- **Exercise description**: Copy the entries from the line with "Find the wheel" through the line with "[[[119,40],[71,37],[60,71],[66,75],[117,75],[121,68],[121,58]]]", changing "rear window" to "back window" and leaving all other text untouched.
Start
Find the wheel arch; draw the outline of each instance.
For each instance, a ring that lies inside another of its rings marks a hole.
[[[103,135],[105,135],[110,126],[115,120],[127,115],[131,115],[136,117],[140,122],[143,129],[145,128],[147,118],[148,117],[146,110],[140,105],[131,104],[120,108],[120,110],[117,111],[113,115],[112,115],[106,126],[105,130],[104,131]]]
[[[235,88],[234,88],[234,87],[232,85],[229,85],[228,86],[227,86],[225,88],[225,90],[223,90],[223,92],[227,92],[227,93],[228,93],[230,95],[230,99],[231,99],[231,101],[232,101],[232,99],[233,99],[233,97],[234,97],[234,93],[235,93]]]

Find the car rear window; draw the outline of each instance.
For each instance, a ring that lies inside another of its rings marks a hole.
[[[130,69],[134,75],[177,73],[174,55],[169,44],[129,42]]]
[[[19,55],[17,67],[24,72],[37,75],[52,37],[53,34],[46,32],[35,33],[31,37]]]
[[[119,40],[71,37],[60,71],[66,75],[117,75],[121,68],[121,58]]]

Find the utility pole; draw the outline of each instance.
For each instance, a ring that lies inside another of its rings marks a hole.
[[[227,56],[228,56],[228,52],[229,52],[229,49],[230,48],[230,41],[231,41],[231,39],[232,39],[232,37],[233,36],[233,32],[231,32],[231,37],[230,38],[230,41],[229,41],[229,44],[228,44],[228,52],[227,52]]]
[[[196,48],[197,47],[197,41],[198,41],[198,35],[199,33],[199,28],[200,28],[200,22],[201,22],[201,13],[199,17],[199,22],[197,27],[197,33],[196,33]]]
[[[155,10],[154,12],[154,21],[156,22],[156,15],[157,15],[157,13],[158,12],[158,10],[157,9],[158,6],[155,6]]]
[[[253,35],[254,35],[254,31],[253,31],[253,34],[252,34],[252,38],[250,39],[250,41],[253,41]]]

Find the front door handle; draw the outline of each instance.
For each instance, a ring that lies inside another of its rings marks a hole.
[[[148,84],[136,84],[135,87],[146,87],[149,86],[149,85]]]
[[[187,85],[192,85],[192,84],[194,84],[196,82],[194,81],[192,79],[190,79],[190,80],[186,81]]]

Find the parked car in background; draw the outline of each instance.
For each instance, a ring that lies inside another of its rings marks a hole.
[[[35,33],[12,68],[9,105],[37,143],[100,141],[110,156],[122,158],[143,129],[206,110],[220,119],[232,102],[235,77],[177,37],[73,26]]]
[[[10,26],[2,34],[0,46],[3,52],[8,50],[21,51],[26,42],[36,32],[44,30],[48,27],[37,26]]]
End
Start
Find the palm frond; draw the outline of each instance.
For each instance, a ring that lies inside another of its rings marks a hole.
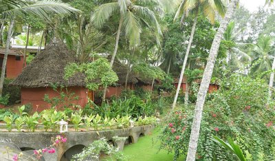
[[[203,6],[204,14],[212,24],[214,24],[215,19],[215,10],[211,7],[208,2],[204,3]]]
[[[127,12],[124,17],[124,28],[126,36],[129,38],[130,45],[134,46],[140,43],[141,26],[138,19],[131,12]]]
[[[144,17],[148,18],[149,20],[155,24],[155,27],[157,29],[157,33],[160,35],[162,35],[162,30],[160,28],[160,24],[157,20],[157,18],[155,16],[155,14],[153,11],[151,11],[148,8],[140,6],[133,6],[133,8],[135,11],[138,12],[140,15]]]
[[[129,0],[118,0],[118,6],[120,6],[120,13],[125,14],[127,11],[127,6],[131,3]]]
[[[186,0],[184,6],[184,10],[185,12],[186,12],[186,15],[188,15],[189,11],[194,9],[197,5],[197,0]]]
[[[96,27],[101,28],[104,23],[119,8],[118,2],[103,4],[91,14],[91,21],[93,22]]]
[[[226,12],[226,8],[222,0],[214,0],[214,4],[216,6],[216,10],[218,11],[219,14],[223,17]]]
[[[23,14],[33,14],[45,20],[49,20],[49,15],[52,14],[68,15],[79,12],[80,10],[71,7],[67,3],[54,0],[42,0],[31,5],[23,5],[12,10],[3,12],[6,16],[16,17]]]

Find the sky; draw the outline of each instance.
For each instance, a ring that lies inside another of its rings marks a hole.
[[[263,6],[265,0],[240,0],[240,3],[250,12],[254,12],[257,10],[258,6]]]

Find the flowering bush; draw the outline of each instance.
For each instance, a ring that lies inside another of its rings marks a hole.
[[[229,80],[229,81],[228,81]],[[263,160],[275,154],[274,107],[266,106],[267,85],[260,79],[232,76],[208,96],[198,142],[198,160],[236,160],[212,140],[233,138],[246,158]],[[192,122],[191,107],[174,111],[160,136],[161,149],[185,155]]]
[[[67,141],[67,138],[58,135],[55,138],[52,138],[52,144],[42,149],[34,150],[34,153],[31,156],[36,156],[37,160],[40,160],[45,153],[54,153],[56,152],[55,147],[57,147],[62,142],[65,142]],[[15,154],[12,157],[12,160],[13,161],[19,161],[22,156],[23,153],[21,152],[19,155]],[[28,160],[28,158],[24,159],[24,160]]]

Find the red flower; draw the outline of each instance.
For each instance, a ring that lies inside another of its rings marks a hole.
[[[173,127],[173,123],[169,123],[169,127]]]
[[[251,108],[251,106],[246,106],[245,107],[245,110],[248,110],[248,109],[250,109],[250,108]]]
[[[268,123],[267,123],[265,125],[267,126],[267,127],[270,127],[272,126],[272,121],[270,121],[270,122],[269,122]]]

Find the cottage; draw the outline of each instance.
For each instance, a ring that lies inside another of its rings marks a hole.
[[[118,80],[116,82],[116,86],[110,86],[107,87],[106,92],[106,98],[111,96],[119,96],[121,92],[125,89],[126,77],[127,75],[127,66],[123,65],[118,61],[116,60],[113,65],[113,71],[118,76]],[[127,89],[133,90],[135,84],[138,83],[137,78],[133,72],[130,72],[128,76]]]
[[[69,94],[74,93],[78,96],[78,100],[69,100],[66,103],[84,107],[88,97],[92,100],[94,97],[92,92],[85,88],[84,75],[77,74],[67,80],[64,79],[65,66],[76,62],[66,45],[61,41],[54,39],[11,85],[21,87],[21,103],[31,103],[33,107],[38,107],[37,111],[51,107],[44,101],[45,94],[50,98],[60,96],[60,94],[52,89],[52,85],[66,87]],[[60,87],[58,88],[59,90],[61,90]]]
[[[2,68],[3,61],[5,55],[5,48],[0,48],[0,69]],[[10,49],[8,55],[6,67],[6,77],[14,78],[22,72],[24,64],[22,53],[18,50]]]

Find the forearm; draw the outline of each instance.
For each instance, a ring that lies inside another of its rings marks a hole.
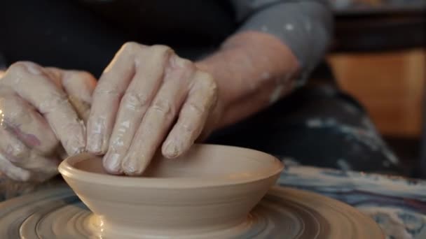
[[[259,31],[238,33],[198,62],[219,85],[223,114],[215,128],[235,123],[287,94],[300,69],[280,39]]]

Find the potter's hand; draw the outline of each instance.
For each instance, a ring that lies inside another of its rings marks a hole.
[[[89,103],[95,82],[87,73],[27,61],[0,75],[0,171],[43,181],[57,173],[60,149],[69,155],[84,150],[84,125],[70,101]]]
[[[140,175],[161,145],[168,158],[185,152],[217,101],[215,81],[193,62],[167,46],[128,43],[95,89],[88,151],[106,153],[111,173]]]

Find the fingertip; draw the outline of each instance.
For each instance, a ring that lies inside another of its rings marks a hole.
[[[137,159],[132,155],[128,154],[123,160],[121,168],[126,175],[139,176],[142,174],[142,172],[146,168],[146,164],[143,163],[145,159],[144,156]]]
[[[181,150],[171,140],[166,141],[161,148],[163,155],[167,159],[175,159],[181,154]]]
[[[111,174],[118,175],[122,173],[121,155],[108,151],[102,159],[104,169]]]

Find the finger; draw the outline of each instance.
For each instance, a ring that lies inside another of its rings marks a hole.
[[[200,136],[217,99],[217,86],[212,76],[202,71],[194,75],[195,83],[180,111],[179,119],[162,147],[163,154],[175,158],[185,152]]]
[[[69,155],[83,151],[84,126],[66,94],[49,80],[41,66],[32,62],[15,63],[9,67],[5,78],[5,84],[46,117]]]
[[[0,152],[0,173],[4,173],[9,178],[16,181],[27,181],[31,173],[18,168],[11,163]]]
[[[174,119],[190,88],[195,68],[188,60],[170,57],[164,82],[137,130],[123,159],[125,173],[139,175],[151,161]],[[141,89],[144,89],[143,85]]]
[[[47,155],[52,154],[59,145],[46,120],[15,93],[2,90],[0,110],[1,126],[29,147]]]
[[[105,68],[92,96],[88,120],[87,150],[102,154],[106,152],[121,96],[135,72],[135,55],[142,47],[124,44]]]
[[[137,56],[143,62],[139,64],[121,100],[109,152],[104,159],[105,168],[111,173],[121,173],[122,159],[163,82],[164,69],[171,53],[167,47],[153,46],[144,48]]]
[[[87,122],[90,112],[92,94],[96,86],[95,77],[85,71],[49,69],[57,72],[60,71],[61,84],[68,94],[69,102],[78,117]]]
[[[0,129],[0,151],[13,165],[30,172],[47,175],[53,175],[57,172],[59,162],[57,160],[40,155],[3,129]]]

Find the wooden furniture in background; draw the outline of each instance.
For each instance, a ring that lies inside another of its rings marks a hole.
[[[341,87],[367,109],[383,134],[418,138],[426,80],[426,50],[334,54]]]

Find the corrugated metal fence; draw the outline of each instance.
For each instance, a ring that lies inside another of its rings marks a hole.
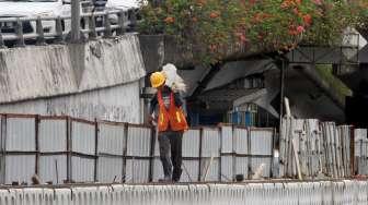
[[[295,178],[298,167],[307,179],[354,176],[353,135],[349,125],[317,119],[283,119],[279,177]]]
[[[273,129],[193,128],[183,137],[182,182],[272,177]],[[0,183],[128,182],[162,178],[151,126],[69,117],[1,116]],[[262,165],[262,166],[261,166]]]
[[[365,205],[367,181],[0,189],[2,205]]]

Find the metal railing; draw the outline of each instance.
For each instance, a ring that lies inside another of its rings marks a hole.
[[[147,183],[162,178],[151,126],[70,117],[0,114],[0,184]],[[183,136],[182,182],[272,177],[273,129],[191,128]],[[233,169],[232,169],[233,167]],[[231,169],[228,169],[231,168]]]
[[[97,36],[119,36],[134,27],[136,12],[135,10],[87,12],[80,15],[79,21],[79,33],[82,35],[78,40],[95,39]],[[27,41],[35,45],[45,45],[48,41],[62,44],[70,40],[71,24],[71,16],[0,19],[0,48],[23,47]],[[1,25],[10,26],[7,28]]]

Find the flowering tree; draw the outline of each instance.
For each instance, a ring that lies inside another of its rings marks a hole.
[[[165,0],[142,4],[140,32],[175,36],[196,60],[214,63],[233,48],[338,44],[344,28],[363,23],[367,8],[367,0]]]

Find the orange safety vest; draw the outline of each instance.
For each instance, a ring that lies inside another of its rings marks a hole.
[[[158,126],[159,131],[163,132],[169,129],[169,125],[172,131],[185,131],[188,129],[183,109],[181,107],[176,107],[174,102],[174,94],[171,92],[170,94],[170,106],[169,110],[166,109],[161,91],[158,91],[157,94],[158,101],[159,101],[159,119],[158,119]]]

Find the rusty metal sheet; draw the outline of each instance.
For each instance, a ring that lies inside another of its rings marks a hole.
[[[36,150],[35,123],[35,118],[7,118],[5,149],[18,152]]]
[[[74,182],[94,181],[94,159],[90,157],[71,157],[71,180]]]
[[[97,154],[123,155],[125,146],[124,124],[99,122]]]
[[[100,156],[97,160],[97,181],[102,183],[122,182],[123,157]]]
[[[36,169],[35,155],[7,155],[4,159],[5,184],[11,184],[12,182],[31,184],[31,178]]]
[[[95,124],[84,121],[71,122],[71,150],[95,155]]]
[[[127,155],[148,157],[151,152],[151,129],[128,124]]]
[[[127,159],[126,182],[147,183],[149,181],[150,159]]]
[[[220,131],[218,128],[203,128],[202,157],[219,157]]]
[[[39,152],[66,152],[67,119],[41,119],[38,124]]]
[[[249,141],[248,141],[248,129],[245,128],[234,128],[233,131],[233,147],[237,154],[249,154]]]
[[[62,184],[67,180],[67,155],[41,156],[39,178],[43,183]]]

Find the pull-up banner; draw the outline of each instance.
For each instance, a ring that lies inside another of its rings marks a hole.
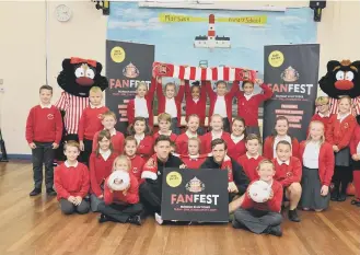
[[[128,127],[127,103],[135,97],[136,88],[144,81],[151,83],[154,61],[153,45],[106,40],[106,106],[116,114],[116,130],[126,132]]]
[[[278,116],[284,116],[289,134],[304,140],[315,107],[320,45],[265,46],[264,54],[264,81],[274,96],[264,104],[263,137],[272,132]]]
End
- **The result**:
Find the wheel arch; draw the outline of each instance.
For each instance, a ring that lies inside another of its rings marks a hole.
[[[103,135],[105,135],[110,126],[115,120],[127,115],[131,115],[136,117],[140,122],[143,129],[145,128],[147,118],[148,117],[146,110],[140,105],[131,104],[120,108],[120,110],[117,111],[113,115],[112,115],[106,126],[105,130],[104,131]]]
[[[235,88],[234,88],[234,87],[232,85],[229,85],[228,86],[227,86],[225,88],[225,90],[223,90],[223,92],[227,92],[227,93],[228,93],[230,95],[230,99],[231,99],[231,101],[232,101],[232,99],[233,99],[233,97],[234,97],[234,93],[235,93]]]

Find the car back window; draw the outline of each instance.
For each instance, a ring that lies inside another of its rings marks a hole.
[[[130,69],[134,75],[177,73],[174,55],[169,44],[129,42]]]
[[[19,55],[17,67],[24,72],[37,75],[52,37],[53,34],[46,32],[35,33],[31,37]]]
[[[119,40],[71,37],[60,71],[66,75],[117,75],[121,68],[121,58]]]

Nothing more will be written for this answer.